House debates
Tuesday, 8 December 2020
Questions without Notice
Superannuation
2:17 pm
Anthony Albanese (Grayndler, Australian Labor Party, Leader of the Opposition) Share this | Link to this | Hansard source
My question is for the Prime Minister. This government has cut penalty rates, presided over record low wages growth and is now coming after Australians' superannuation. Why is the Prime Minister planning to cut the retirement income of Australians?
Scott Morrison (Cook, Liberal Party, Prime Minister) Share this | Link to this | Hansard source
The Leader of the Opposition has a problematic relationship with telling things as they are in this place. In response to the earlier question, I'm very happy to correct the record, as I demonstrated. The Leader of the Opposition is a serial offender on this but doesn't have the same honesty to correct himself when things are blatantly untrue. Under our government's policies, the Australian economy is coming back and Australians are getting themselves back into work. Around 80 per cent of the jobs that have been lost during the course of the COVID-19 recession are now coming back.

◆ ◆ ◆ ◆

Work to complete
[1] Answer these questions from the superannuation exchange:
(a) At what time was the question on superannuation asked?
(b) Which electorate does Anthony Albanese represent?
(c) According to the Prime Minister, what share of the jobs lost during the COVID-19 recession are now coming back?
[2] Write the next part of the superannuation exchange, picking up after its final sentence.
The records come from a separate source.

Collected data entries
◆ ◆ ◆ ◆

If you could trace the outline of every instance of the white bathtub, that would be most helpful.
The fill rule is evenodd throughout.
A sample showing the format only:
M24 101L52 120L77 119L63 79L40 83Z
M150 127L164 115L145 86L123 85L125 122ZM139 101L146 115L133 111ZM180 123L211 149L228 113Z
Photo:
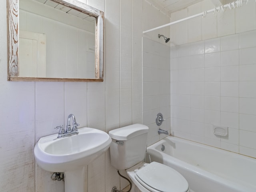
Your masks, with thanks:
M172 136L148 147L150 156L181 174L192 192L256 192L256 159Z

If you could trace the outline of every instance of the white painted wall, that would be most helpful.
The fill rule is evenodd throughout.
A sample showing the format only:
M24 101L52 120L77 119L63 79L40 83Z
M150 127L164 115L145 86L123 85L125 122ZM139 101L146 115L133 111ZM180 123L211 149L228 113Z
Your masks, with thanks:
M206 0L176 20L212 8ZM171 26L171 130L174 136L256 157L256 3ZM229 127L216 136L212 125Z
M106 131L142 122L142 0L85 0L104 11L104 82L7 81L6 1L0 1L0 191L63 192L35 163L41 137L73 113L81 126ZM120 188L109 151L87 168L85 192Z

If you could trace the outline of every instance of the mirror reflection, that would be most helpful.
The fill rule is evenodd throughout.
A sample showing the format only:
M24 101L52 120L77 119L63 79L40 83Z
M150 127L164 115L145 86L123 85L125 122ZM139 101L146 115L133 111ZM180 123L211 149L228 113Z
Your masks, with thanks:
M19 3L20 76L95 78L95 17L51 0Z

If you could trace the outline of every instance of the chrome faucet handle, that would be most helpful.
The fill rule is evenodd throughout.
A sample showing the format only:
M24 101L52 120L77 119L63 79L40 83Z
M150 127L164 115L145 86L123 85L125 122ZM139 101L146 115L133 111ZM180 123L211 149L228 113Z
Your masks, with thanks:
M71 132L71 126L70 125L67 125L67 133L70 133Z
M63 134L65 133L65 130L64 128L63 128L63 125L61 125L59 126L56 126L54 127L54 129L60 129L60 130L59 131L59 134Z
M160 118L159 119L159 121L164 121L165 120L166 120L166 119L163 119L162 118Z
M72 131L76 131L78 130L78 127L80 125L79 123L74 123L72 127Z

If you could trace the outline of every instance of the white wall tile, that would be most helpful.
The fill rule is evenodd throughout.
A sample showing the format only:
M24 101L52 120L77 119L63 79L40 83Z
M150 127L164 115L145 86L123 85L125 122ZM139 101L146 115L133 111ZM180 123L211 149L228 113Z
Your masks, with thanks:
M220 82L220 96L238 97L239 94L238 82Z
M204 42L205 53L214 53L220 51L220 38L206 40Z
M239 115L239 129L256 132L256 116L245 114Z
M239 80L238 66L221 67L220 70L220 80L222 82L238 81Z
M225 112L238 113L239 110L238 98L232 97L220 98L220 110Z
M190 81L202 82L204 80L204 69L197 68L190 69L189 71Z
M239 96L256 98L256 82L241 82L239 83Z
M244 114L256 115L256 98L240 98L239 112Z
M214 67L220 66L220 53L209 53L204 56L205 67Z
M204 69L205 81L220 81L220 68L211 67Z
M239 118L238 113L220 112L220 126L238 129L239 127Z
M190 107L204 109L204 96L202 95L191 95Z
M241 65L239 66L239 80L244 81L256 81L256 64Z
M228 128L228 137L221 137L221 141L238 145L239 143L239 130L237 129Z
M256 132L240 130L239 142L241 146L256 149Z
M220 48L222 51L239 49L239 35L236 34L221 37Z
M204 110L191 108L190 109L190 120L204 123Z
M252 30L240 33L240 48L243 49L256 47L256 30Z
M190 68L203 68L204 67L204 55L192 56L190 59Z
M220 96L220 82L205 82L204 95L208 96Z
M190 54L198 55L204 53L204 41L198 41L190 44Z
M256 64L256 47L240 50L240 65Z
M208 110L220 110L220 97L205 96L204 97L204 109Z
M204 124L198 122L190 122L190 133L193 135L204 136Z
M222 52L220 54L221 66L238 65L239 64L239 51L233 50Z
M220 112L205 110L204 122L210 125L219 125L220 123Z
M189 88L190 89L190 91L189 92L187 92L187 94L190 93L191 95L198 95L204 94L204 82L191 82Z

◆ ◆ ◆ ◆

Task results
[1]
(a) 2:17 pm
(b) Grayndler
(c) Around 80 per cent

[2]
JobKeeper has enabled that to happen, and the ongoing plans in our budget ensure that more Australians are coming back into work, and the industrial relations changes that we'll be seeking to introduce are about removing those impracticalities that stop Australians getting into jobs. Right now, we need to get people into work. Our places we are designing and supporting to be places of cooperation and not conflict. We don't want the conflict; we want the cooperation and employers and employees working together, as we brought them together as a government, for the first time in a very long time, to ensure that we can fashion a package of changes that can get more Australians back into work.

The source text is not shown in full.